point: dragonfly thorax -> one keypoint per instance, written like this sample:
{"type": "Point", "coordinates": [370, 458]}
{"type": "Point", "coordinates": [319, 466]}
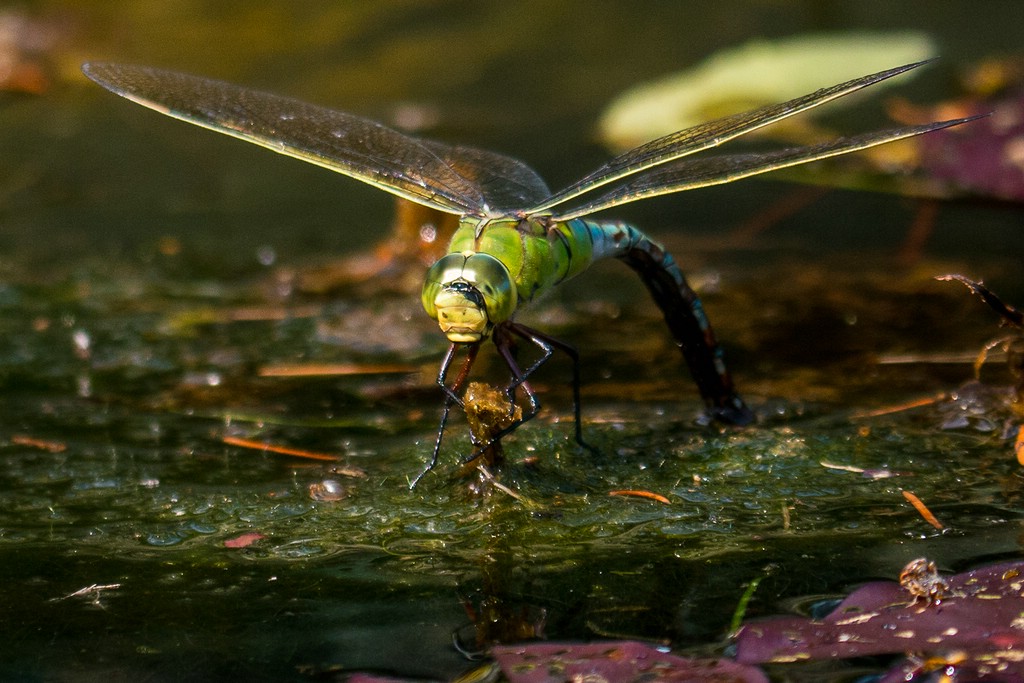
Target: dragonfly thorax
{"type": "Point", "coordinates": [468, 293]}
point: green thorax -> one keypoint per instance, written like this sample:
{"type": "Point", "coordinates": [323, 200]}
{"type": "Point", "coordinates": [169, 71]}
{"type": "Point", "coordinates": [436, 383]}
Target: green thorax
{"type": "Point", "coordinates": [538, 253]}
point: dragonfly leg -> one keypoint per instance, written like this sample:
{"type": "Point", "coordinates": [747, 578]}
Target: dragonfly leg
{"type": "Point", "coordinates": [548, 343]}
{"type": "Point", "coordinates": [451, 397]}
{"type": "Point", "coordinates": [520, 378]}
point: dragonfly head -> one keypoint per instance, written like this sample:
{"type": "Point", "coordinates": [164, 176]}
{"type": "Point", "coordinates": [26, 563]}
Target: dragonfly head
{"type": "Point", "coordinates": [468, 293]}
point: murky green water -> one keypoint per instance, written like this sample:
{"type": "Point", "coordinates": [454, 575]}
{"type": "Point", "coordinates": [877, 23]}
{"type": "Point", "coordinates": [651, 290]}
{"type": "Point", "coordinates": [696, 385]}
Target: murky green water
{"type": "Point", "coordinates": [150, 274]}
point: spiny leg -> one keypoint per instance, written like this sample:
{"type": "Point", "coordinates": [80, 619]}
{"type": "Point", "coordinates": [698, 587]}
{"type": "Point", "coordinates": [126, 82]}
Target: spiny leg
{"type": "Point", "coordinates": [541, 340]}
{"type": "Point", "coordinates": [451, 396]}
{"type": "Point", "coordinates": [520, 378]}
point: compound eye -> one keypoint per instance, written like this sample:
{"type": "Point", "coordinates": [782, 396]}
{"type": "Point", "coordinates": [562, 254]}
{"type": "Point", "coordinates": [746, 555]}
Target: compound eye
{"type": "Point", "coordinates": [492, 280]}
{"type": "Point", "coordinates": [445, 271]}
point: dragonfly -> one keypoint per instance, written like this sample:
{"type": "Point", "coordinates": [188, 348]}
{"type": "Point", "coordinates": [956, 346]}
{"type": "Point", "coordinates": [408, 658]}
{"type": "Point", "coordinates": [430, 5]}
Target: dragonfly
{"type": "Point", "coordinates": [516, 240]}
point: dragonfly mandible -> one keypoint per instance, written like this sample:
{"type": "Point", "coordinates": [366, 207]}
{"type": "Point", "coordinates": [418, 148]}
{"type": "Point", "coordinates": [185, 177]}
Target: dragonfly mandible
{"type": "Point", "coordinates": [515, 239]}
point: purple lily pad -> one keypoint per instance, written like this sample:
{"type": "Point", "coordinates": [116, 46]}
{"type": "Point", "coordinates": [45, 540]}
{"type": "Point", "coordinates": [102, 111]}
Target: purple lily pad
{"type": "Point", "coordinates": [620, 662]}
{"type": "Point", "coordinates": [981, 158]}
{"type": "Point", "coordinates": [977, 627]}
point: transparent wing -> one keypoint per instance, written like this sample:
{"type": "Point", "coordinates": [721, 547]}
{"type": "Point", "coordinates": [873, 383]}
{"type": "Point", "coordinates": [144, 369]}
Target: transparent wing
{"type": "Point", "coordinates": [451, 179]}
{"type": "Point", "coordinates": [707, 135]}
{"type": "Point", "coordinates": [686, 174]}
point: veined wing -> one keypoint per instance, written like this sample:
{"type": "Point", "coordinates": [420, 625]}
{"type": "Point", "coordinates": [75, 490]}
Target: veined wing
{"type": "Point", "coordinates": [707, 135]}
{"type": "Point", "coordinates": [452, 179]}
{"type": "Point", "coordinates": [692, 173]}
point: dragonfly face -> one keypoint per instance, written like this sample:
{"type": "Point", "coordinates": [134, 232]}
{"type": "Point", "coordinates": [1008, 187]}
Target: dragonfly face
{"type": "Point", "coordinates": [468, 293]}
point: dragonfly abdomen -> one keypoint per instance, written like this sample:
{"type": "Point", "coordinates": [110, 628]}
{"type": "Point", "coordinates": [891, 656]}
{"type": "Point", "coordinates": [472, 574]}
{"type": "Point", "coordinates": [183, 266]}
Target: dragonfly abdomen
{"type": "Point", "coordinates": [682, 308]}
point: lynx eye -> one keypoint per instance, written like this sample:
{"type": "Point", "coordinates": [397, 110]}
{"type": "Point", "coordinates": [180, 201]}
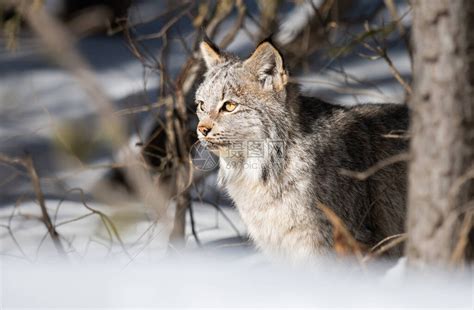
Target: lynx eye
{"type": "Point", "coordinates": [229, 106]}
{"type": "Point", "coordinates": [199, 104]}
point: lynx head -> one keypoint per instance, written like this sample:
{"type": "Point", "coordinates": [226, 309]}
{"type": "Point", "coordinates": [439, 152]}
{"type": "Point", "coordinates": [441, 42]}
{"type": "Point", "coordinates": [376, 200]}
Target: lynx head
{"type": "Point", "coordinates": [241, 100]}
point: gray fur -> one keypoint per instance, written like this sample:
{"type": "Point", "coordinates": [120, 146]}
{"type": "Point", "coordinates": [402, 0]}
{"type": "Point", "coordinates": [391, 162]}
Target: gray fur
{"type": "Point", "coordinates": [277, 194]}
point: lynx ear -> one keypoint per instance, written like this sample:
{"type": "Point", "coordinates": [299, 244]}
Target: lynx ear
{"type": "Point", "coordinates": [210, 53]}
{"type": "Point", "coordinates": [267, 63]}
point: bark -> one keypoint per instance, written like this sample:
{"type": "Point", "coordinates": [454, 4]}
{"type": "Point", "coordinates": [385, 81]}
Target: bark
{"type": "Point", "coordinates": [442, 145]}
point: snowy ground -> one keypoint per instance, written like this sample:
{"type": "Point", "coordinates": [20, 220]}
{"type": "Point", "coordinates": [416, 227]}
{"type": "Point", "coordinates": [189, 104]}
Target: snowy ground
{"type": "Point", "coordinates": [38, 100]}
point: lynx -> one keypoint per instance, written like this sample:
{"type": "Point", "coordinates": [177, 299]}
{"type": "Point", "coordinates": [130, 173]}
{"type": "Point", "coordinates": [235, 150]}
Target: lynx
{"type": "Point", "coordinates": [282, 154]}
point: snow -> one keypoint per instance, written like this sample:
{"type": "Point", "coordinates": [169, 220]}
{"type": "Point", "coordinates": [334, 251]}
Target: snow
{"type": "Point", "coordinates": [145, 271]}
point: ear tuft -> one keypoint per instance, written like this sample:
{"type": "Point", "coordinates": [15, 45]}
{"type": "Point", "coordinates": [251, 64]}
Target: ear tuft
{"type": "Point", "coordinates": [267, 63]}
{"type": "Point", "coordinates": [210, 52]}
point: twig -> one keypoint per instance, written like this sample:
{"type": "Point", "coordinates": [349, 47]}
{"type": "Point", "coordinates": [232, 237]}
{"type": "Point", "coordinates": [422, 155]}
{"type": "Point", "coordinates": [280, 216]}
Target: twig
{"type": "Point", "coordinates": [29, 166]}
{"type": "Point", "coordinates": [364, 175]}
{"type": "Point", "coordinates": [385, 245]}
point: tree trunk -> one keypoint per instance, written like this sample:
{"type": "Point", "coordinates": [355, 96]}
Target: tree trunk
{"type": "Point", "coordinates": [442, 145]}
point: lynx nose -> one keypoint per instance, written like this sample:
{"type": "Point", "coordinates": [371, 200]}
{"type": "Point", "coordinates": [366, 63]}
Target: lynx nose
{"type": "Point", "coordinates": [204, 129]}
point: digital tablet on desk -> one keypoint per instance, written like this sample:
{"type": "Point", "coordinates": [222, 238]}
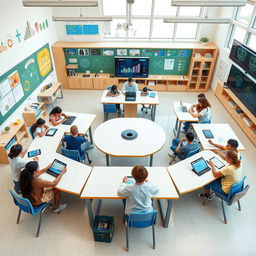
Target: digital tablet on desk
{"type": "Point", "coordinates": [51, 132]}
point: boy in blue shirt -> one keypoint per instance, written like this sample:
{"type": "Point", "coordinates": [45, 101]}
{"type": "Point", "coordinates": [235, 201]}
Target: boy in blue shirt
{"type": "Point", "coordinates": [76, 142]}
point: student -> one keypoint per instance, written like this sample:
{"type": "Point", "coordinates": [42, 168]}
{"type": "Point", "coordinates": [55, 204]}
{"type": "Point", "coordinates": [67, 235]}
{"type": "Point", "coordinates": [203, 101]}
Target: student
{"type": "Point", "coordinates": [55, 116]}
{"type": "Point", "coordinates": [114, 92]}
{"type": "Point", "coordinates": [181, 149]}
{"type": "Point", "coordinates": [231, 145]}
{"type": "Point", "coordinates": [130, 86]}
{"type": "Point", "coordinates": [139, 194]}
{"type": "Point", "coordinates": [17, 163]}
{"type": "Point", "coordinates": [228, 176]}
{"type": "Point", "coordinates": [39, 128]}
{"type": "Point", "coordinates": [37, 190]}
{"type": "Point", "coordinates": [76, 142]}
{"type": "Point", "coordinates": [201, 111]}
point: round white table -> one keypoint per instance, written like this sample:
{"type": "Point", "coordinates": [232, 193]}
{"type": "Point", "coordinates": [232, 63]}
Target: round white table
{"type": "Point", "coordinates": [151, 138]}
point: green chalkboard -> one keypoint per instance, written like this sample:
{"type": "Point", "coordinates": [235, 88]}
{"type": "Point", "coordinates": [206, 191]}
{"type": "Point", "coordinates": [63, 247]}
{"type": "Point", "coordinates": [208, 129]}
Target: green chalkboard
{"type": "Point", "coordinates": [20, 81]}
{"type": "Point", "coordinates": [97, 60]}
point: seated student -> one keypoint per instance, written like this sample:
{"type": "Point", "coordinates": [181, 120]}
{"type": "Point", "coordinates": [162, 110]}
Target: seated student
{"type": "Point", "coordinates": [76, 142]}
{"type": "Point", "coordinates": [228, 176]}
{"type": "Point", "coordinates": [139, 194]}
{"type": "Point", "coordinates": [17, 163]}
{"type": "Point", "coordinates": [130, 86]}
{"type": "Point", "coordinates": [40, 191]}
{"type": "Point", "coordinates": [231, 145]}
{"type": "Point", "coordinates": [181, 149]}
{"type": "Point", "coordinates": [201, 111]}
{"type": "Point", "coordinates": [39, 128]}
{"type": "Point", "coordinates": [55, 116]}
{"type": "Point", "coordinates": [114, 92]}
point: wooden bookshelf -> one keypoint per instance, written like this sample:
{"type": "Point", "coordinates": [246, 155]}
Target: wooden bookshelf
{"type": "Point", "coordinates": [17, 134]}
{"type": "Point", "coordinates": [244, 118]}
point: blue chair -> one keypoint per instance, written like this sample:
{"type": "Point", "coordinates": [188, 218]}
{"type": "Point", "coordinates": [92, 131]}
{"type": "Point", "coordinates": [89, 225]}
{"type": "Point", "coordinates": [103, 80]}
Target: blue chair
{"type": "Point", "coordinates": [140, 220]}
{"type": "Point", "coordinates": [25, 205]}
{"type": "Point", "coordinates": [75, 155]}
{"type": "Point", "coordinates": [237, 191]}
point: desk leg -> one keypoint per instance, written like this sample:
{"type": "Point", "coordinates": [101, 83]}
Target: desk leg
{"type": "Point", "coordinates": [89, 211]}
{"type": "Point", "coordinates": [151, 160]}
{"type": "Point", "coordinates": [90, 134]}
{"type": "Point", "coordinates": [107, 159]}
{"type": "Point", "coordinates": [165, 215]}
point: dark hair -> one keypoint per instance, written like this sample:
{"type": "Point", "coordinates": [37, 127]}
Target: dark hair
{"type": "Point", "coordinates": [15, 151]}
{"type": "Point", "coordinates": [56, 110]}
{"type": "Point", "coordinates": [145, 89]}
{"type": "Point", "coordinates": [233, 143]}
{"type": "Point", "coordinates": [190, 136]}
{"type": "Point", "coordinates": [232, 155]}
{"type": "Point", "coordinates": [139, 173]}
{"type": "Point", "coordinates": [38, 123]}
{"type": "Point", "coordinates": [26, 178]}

◆ ◆ ◆ ◆ ◆

-- WORK REQUEST --
Write out each line exactly, starting with the line that contains "Target: wooden bookshelf" and stopping after the last line of the data.

-- RESULT FOR THIS EXERCISE --
Target: wooden bookshelf
{"type": "Point", "coordinates": [17, 134]}
{"type": "Point", "coordinates": [244, 118]}
point: blue chair -> one keypoint per instance, written like this sample:
{"type": "Point", "coordinates": [188, 218]}
{"type": "Point", "coordinates": [92, 131]}
{"type": "Point", "coordinates": [89, 225]}
{"type": "Point", "coordinates": [103, 80]}
Target: blue chair
{"type": "Point", "coordinates": [140, 220]}
{"type": "Point", "coordinates": [25, 205]}
{"type": "Point", "coordinates": [75, 155]}
{"type": "Point", "coordinates": [237, 191]}
point: desk leg -> one keypoint per instance, written like this sample:
{"type": "Point", "coordinates": [101, 83]}
Target: desk leg
{"type": "Point", "coordinates": [89, 211]}
{"type": "Point", "coordinates": [151, 160]}
{"type": "Point", "coordinates": [90, 134]}
{"type": "Point", "coordinates": [107, 159]}
{"type": "Point", "coordinates": [165, 215]}
point: dark hair -> one keypoint per instance, written like this sample:
{"type": "Point", "coordinates": [37, 127]}
Target: dark hair
{"type": "Point", "coordinates": [15, 151]}
{"type": "Point", "coordinates": [56, 110]}
{"type": "Point", "coordinates": [145, 89]}
{"type": "Point", "coordinates": [233, 143]}
{"type": "Point", "coordinates": [190, 136]}
{"type": "Point", "coordinates": [232, 155]}
{"type": "Point", "coordinates": [139, 173]}
{"type": "Point", "coordinates": [38, 123]}
{"type": "Point", "coordinates": [26, 178]}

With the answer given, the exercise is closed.